→ **Selected passage**

↓↓↓

Nov
06
2024

Villagers query chiefs-to-be

If he is appointed police chief, candidate Tony Pettiford said he will work alongside his officers and be actively involved in the day-to-day policing of the community. If he is named police chief, candidate Art Scott said he will make sure officers and staff receive the training they need to be a top-notch police department. If he becomes chief, candidate John Milstead said he will strive to maintain the department’s personal, face-to-face connection with all aspects of the community, including residents, youth, seniors and business owners.

The three candidates took turns being interviewed by a group of about 25 villagers who gathered in an open forum with Village Council members on Wednesday evening, Sept. 26, in Council chambers. The three men are being considered for the position of Yellow Springs chief of police, which Village Manager Laura Curliss hopes to fill by late October.

Community policing was a topic of interest to the villagers present, including Betty Ford, Zoe Van Eaton-Meister and Council member Rick Walkey. Each candidate had his own version of what that meant.

To Scott, while he agrees that it is “critical that I get out and learn first hand what the community expects,” he trusts that his officers have “picked up on the traditions of [former] Chief [Jim] McKee” and understand the needs of this unique community. As chief, however, Scott’s highest priority is to “man the ship” and make sure that things don’t deteriorate organizationally the way they have in the past, he said. He means to ensure that all staff members receive the procedural training they need to become a top level police department.

↑↑↑

→ **Stated task 1**
Translate this sentence from the article on the police chief candidates into Spanish: "Each candidate had his own version of what that meant."
The article and the records that follow it were taken from unrelated sources.

→ **Input records**
↓↓↓

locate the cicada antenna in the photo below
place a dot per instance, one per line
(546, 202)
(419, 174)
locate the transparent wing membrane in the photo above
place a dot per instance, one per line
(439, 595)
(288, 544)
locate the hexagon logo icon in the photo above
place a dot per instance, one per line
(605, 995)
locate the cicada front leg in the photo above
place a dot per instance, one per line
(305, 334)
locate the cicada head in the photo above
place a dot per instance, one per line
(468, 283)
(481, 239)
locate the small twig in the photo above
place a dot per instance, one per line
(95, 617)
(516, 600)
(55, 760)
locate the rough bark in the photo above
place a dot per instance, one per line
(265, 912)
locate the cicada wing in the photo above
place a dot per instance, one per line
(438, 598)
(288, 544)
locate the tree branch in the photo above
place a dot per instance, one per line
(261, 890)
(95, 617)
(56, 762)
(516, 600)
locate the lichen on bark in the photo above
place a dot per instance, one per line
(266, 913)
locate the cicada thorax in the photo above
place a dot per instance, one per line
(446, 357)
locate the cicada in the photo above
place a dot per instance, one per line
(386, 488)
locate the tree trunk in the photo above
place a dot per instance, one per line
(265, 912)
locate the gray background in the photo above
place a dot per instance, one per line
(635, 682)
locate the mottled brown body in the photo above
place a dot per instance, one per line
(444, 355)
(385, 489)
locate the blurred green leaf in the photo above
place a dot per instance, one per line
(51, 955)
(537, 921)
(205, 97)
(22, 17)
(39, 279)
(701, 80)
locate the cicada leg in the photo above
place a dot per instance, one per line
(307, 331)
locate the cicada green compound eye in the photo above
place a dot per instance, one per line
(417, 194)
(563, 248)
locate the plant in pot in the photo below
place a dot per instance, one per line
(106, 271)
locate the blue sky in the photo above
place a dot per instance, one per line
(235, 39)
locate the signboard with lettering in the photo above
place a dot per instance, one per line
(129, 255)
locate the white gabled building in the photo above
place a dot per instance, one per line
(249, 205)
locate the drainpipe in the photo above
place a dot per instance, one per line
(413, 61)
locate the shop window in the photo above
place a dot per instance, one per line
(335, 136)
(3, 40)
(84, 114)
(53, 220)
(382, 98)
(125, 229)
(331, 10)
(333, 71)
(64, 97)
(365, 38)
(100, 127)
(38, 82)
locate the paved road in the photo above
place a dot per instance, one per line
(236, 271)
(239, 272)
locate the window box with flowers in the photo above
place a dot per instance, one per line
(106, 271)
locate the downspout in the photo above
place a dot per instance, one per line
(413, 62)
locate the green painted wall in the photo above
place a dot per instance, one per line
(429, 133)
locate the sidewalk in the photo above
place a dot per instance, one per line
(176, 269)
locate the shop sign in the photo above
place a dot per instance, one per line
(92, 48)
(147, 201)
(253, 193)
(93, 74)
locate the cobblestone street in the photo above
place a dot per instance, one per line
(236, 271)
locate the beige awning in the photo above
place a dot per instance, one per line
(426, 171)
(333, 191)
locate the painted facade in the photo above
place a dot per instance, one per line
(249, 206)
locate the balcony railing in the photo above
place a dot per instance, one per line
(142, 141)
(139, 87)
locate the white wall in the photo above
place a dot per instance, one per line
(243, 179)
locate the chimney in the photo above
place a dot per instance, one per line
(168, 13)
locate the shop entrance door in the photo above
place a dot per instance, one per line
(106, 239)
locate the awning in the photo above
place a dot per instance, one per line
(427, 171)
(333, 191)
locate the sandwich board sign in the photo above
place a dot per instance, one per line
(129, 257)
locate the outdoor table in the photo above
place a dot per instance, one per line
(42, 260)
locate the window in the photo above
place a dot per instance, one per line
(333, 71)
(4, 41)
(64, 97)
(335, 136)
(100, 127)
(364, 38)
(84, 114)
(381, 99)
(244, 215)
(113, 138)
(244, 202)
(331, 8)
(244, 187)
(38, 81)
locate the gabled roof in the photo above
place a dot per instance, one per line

↑↑↑

→ **Stated task 2**
In the records, switch "dot" to "point" throughout the lines from the one holding "locate the white wall in the photo above" through the end of the records, inclusive, and give only those lines with nothing else changed.

→ **Problem solution 1**
Cada candidato tenía su propia versión de lo que eso significaba.

→ **Problem solution 2**
locate the white wall in the photo above
place a point per instance, one per line
(243, 179)
locate the chimney in the photo above
place a point per instance, one per line
(168, 13)
locate the shop entrance door in the photo above
place a point per instance, one per line
(106, 239)
locate the awning in the photo above
place a point per instance, one per line
(427, 171)
(333, 191)
locate the sandwich board sign in the photo above
place a point per instance, one per line
(129, 257)
locate the outdoor table in the photo above
place a point per instance, one per line
(42, 260)
locate the window in the photo above
place a point per instance, one per line
(333, 71)
(4, 41)
(64, 97)
(335, 136)
(100, 127)
(364, 38)
(84, 114)
(381, 99)
(244, 215)
(113, 138)
(244, 202)
(331, 8)
(244, 187)
(38, 81)
locate the gabled roof in the photo above
place a point per instance, one per line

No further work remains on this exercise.